> **Work to complete**: Could you put the records, from the start through the line that contains "[478,365,503,387]" (both included), into a two-column CSV with columns "query" and "boxes"? Give one row per request, with its text and its answer each in a single quoted field and line breaks replaced by spaces.

[Region labeling records]
>>>>>

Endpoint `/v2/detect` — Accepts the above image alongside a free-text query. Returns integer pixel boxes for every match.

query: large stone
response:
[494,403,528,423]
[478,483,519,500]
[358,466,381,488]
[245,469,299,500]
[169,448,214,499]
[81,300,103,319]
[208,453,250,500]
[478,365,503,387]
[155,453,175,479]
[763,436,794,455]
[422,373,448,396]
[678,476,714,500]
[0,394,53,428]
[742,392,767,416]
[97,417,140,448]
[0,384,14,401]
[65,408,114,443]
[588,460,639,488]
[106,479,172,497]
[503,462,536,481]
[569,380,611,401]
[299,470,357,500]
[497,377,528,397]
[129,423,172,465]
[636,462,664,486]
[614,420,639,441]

<<<<<

> **Full solution**:
query,boxes
"Endpoint `/v2/detect` — Accepts the above image alongside a free-text query. Returns integer pixel boxes for every match. query: large stone response:","[494,403,528,423] [478,483,519,500] [358,466,381,488] [245,469,299,500] [169,448,214,499] [81,300,103,319] [208,453,250,500] [478,365,503,387]"